■ WORK INSTRUCTIONS
Repeat only the lines below from the one that contains "the green foliage" through the final line, exactly. Omit pictures.

[Location annotation dataset excerpts]
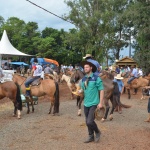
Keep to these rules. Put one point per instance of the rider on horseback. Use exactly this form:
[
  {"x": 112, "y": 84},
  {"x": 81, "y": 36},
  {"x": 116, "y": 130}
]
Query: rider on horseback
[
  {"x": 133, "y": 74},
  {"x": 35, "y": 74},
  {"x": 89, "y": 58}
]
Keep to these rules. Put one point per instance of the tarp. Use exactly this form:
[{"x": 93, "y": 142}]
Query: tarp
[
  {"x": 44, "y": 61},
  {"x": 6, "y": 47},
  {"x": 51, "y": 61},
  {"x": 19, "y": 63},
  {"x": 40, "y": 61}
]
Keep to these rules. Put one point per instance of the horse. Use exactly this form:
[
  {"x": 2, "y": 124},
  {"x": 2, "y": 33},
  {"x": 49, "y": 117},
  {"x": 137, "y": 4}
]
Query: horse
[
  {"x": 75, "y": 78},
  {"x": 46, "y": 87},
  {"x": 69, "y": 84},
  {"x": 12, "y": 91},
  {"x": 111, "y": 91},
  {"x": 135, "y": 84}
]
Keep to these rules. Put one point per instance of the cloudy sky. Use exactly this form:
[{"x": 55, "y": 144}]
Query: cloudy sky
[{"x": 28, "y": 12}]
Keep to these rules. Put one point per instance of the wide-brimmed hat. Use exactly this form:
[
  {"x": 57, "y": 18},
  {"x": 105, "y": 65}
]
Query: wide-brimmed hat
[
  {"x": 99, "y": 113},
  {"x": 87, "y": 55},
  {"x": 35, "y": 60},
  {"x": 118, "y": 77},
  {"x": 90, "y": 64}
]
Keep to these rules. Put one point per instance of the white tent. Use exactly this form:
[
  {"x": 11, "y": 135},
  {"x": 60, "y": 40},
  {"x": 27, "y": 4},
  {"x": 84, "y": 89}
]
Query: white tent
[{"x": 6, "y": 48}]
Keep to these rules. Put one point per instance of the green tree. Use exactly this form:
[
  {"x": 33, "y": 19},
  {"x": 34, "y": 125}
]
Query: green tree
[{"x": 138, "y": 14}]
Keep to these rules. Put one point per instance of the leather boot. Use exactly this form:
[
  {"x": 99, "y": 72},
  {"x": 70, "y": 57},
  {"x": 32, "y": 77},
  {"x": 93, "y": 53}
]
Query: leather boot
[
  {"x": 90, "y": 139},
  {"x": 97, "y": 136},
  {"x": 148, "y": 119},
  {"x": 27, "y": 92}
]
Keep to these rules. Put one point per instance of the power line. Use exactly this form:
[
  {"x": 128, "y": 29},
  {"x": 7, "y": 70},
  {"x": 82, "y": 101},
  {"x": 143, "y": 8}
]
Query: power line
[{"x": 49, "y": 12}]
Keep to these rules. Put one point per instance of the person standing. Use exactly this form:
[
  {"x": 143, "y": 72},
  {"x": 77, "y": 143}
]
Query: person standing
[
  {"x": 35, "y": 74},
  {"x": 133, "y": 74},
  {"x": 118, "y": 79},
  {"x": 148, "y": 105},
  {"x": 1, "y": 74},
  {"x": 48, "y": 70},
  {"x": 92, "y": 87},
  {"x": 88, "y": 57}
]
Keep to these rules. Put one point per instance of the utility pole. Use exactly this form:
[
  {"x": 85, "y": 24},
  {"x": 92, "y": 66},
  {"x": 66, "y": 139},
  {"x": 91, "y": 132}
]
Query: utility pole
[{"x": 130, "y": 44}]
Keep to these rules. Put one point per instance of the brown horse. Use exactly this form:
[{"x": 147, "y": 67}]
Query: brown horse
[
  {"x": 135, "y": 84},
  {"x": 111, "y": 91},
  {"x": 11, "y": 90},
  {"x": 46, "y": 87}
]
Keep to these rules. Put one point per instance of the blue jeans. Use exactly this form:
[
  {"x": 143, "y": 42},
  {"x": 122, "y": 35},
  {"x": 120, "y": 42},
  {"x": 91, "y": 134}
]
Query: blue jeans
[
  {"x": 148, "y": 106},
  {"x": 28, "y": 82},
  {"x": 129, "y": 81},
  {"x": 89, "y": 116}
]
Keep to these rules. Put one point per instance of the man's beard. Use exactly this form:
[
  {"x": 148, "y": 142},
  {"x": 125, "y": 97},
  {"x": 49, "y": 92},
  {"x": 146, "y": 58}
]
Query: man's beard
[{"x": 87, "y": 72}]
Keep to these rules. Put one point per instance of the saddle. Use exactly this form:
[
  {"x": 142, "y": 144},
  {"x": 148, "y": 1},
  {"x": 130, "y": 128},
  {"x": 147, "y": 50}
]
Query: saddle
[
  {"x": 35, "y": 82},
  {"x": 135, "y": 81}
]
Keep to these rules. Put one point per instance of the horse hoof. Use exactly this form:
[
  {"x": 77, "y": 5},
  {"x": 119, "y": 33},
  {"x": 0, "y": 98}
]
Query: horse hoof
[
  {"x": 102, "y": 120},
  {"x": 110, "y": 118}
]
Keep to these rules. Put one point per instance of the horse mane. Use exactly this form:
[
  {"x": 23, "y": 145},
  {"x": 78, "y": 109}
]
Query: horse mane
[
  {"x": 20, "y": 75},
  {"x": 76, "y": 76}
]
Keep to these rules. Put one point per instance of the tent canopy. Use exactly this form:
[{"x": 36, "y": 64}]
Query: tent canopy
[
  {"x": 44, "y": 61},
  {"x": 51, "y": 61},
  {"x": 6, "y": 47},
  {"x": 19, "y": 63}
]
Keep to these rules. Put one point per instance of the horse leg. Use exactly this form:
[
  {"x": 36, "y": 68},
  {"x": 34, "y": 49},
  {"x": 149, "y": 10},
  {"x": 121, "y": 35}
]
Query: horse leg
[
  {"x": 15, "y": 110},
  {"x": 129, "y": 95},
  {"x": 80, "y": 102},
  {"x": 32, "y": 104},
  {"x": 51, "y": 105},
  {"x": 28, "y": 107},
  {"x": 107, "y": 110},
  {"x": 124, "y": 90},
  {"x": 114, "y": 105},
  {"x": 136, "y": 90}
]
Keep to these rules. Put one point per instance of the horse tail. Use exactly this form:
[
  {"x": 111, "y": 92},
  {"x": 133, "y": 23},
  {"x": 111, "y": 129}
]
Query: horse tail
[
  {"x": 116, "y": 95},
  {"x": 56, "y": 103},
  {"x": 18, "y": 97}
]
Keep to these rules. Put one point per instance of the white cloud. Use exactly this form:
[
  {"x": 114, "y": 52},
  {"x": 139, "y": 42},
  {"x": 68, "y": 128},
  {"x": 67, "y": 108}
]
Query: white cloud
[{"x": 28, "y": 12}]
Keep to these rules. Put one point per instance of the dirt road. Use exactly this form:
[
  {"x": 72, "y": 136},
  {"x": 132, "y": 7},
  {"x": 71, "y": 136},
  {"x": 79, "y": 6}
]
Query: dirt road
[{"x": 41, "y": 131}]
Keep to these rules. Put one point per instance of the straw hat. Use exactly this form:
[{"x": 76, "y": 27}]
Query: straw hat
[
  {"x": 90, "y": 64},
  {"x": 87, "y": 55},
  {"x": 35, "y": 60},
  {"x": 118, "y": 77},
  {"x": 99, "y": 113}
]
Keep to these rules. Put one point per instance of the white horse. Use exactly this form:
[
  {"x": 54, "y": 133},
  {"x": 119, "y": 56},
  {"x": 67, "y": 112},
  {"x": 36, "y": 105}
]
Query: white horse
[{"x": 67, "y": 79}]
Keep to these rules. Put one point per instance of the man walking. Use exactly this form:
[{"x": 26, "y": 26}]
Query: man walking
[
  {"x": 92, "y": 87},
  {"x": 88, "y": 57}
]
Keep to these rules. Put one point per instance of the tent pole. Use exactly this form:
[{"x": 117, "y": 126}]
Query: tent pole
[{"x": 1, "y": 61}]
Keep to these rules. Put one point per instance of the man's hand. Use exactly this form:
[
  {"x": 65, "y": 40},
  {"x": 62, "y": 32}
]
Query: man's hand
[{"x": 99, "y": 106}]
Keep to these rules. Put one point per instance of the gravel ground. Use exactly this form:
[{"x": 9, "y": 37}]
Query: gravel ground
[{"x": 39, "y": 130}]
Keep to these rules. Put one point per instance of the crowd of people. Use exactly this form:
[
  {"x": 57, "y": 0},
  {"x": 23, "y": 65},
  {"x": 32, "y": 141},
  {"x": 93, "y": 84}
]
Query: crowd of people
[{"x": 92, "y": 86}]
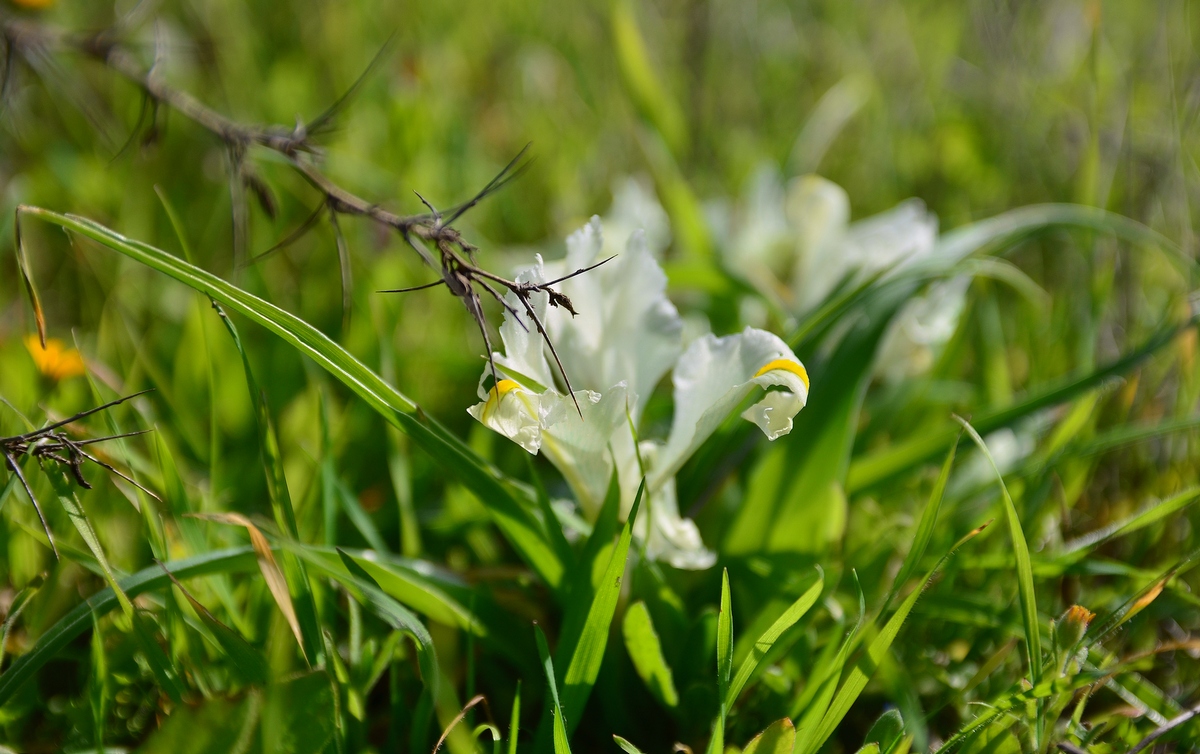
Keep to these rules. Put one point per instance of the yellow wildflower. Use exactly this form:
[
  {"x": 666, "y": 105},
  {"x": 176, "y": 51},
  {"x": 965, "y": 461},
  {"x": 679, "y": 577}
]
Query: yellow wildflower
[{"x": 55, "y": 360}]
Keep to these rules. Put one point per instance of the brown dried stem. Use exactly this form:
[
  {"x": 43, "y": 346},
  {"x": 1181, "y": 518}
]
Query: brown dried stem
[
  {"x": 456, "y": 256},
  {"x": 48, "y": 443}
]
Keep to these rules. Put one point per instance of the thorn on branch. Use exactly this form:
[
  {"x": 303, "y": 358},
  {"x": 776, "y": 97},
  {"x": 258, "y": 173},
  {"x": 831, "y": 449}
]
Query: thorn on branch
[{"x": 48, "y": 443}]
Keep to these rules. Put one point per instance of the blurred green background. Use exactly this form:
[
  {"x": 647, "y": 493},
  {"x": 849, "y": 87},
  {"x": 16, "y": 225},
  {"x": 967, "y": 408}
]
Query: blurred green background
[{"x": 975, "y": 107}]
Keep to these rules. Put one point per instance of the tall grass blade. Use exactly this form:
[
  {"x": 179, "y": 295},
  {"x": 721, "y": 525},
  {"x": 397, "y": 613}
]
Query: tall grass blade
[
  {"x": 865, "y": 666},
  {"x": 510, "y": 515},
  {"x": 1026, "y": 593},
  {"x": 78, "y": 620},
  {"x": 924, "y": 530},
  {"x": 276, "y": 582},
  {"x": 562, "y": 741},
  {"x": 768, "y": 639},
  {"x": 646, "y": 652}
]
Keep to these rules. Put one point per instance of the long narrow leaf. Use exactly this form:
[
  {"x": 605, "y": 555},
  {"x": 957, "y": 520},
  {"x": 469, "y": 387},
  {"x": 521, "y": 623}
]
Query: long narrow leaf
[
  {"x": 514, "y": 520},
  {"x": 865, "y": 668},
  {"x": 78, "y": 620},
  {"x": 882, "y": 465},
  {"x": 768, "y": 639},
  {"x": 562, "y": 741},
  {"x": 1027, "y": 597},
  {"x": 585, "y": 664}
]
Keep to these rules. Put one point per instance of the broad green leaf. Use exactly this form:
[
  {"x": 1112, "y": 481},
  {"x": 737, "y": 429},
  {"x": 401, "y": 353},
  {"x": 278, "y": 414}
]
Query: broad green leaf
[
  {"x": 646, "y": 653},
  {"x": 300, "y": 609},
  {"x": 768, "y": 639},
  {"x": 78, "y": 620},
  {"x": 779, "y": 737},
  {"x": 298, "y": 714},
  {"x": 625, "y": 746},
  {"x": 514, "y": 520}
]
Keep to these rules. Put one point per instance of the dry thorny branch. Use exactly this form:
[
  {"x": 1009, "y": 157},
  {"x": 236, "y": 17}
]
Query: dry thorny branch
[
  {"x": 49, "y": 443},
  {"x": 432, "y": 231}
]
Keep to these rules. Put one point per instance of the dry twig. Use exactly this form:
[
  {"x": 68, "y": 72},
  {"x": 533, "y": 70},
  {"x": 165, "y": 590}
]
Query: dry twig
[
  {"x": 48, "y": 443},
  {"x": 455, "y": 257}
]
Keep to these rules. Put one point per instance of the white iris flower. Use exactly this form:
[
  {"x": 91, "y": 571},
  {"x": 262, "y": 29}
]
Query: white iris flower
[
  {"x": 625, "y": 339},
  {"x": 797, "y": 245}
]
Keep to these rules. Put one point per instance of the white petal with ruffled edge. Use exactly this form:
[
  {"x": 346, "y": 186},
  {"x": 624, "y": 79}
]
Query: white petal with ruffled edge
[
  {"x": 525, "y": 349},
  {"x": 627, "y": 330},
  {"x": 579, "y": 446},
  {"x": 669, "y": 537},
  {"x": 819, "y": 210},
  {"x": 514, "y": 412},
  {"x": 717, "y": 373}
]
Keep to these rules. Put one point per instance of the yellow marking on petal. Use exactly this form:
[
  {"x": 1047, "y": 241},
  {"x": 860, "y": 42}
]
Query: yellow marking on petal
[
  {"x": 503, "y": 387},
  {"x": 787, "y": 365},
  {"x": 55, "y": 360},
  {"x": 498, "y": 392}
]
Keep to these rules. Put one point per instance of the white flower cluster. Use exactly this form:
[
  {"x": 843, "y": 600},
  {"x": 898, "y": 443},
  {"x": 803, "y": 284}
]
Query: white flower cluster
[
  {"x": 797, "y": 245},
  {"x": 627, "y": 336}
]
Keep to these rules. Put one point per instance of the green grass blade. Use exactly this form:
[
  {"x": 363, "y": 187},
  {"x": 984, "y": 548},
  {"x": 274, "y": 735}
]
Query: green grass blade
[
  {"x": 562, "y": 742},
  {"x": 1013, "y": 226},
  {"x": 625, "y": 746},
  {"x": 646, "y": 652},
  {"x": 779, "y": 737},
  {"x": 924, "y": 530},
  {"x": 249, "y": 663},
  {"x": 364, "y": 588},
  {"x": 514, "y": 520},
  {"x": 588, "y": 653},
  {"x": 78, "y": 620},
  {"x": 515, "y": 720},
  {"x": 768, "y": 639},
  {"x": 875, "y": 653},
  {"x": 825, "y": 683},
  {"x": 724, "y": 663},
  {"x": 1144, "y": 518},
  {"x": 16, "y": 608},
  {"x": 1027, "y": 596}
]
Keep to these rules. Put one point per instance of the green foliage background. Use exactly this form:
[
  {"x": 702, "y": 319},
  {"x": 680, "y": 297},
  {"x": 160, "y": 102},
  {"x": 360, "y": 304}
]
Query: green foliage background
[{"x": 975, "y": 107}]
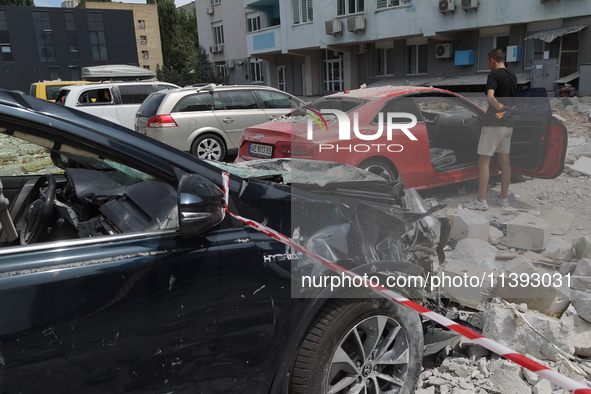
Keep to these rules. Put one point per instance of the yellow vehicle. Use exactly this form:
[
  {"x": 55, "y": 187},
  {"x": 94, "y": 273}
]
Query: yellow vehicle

■ OUTPUT OF THE TASK
Keep to these rules. Put one point per instance of the green foliage background. Use exactly this form:
[
  {"x": 702, "y": 319},
  {"x": 680, "y": 297},
  {"x": 160, "y": 102},
  {"x": 360, "y": 304}
]
Query: green foliage background
[{"x": 975, "y": 107}]
Keep to these rules. Put one point per instance of the yellow vehicle. Use exactly this form:
[
  {"x": 55, "y": 187},
  {"x": 94, "y": 273}
]
Query: yellow vehicle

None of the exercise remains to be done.